### TASK INPUT ###

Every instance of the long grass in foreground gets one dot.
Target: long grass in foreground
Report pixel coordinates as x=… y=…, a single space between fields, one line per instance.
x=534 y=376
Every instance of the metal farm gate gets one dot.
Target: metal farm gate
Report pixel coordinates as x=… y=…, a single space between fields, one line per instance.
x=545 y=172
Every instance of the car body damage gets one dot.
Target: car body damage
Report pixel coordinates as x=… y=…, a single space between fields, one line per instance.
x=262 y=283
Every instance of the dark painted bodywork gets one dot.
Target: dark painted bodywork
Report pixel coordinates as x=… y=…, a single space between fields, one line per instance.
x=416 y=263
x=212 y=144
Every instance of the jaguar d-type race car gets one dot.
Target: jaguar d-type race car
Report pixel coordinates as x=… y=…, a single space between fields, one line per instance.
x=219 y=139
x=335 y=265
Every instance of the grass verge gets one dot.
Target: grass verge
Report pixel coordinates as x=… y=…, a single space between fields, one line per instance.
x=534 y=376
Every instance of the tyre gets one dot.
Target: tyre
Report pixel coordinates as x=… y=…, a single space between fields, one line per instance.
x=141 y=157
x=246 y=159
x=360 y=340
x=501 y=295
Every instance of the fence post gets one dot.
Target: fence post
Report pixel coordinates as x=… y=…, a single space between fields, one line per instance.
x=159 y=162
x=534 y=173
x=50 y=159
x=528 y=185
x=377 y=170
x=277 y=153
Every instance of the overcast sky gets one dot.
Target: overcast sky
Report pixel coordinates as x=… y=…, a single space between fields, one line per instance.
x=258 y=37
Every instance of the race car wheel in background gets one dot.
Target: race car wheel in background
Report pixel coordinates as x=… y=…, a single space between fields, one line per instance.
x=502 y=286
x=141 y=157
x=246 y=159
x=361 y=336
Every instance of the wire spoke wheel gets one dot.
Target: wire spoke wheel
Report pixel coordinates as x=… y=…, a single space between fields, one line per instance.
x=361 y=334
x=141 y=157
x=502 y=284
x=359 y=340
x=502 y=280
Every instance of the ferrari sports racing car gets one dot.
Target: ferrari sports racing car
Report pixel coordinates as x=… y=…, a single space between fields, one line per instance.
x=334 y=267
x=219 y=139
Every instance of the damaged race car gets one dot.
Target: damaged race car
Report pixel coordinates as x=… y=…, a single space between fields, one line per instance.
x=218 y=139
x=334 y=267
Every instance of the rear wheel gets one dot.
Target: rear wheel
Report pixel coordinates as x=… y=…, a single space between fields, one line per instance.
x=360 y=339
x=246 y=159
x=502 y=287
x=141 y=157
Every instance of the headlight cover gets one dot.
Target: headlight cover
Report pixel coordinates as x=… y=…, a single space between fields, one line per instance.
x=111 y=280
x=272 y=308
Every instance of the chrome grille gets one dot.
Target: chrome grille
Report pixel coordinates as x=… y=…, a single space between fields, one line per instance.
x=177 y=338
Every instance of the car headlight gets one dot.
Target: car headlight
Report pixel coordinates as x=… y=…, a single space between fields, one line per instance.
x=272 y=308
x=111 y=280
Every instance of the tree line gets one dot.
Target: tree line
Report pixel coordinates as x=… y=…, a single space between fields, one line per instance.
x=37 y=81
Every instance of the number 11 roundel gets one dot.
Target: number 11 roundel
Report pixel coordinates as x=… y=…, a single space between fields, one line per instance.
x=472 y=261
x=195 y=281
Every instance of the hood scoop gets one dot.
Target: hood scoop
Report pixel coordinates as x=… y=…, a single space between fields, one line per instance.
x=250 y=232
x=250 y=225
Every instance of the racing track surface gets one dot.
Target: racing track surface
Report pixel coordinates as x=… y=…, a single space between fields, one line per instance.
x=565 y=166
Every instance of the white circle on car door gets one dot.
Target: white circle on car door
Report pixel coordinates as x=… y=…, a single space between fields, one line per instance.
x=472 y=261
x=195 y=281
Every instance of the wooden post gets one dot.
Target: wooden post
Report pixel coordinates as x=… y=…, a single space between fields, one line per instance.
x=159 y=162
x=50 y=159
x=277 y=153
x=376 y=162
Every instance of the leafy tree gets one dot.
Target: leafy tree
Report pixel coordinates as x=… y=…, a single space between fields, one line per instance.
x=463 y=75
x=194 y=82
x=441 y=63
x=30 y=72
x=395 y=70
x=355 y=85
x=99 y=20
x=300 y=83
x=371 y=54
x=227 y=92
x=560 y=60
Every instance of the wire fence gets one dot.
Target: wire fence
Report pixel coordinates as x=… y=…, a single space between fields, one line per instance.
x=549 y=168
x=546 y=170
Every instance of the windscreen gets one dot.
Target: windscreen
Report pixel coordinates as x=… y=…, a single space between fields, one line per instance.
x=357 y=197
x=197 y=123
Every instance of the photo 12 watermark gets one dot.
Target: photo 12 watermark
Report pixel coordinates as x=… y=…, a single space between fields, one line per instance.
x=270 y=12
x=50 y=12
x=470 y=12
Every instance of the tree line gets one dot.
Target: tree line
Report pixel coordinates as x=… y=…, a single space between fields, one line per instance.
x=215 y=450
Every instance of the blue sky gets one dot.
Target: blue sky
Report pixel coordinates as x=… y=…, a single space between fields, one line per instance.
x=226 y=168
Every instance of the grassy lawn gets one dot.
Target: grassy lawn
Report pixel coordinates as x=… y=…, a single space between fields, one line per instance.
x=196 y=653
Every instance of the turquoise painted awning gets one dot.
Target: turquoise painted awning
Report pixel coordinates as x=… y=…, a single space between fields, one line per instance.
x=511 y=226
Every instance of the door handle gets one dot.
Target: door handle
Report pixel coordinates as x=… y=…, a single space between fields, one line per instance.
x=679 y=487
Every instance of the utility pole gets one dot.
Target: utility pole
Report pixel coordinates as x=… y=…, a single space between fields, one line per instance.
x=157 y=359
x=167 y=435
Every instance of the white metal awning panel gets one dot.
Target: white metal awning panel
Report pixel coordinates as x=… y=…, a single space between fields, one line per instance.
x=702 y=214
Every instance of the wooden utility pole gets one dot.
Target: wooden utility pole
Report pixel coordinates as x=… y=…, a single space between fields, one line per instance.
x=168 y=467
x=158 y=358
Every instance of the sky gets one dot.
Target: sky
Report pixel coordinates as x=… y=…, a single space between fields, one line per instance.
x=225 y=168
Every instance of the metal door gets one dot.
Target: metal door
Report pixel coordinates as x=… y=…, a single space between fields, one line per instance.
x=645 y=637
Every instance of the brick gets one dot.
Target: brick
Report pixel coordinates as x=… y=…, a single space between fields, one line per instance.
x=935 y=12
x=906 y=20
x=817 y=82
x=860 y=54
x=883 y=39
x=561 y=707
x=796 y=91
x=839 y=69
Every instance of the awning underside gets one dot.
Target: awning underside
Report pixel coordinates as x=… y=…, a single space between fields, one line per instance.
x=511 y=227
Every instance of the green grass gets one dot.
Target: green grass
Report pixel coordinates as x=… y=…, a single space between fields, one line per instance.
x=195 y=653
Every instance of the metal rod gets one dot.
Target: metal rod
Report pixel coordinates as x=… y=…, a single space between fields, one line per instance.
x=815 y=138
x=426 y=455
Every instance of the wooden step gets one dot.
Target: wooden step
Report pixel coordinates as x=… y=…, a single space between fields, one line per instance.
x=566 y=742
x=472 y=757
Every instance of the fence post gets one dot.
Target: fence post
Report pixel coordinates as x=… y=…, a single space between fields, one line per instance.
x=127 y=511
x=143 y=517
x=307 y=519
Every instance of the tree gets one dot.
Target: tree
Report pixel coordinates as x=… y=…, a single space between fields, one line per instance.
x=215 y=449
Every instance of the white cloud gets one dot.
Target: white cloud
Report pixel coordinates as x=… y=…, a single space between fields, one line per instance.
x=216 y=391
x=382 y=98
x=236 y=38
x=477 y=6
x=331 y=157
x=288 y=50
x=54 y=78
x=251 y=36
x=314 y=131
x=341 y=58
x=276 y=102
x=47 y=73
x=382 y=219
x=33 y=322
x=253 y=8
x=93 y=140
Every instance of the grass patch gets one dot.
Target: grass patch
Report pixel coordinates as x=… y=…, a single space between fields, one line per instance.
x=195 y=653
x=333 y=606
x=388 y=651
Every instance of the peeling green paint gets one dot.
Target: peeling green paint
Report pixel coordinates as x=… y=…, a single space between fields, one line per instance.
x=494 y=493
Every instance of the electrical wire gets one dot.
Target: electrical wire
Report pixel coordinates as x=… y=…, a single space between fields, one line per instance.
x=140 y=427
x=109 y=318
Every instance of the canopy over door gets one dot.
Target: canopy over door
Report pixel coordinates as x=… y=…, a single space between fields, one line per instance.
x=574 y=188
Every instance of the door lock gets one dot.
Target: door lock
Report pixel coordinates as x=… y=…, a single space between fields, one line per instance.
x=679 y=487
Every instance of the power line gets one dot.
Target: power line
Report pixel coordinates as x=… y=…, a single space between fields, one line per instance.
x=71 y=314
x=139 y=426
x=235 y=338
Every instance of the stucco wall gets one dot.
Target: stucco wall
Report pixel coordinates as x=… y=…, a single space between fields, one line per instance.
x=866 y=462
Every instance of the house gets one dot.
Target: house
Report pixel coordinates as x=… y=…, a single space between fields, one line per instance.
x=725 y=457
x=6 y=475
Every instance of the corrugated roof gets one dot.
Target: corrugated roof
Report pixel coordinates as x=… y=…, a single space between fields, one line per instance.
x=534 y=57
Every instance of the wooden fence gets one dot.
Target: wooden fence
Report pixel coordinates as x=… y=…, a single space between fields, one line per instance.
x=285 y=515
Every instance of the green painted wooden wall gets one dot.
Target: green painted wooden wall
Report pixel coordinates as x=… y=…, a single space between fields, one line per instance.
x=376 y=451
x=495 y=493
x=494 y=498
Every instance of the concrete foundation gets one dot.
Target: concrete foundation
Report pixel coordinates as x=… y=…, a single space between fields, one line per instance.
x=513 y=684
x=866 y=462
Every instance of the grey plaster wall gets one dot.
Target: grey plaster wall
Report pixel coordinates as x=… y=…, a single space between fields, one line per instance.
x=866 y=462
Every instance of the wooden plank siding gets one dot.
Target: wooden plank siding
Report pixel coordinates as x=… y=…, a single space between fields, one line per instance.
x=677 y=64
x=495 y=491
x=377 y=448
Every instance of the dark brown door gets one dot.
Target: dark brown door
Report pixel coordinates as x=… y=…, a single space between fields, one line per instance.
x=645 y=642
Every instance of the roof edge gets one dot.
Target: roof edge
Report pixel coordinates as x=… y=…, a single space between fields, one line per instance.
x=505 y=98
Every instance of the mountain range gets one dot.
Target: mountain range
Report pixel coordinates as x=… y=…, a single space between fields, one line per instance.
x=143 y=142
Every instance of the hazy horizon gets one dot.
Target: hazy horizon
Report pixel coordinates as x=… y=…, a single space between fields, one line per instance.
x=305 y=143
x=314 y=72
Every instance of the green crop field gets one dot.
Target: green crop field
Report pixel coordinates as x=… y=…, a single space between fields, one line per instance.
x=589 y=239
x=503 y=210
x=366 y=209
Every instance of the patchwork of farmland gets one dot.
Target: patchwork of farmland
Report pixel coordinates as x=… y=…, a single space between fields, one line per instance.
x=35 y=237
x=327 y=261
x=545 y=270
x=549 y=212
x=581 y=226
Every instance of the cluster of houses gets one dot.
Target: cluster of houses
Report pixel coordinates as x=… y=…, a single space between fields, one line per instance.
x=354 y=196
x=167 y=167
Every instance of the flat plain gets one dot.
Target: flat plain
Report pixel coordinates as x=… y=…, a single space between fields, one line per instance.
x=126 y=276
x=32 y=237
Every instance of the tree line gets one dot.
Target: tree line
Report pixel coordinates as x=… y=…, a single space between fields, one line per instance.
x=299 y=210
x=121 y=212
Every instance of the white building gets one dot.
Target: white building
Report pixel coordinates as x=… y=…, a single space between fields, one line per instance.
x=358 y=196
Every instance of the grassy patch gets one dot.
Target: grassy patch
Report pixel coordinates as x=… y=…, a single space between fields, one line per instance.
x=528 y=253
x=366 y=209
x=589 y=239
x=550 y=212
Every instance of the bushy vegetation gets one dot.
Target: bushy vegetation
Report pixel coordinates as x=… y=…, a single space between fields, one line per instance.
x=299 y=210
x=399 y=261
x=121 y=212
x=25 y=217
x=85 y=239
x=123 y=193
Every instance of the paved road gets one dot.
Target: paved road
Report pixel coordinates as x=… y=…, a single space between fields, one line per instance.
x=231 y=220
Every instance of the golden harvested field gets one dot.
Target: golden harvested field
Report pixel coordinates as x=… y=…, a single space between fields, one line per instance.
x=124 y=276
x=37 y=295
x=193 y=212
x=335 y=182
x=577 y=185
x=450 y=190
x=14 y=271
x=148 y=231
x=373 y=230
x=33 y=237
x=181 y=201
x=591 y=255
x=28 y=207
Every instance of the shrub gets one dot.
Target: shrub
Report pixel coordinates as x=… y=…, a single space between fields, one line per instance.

###

Every line containing the string "horizon" should be pulled from the listing and copied.

Every instance of the hazy horizon gets one dot.
Target: hazy horizon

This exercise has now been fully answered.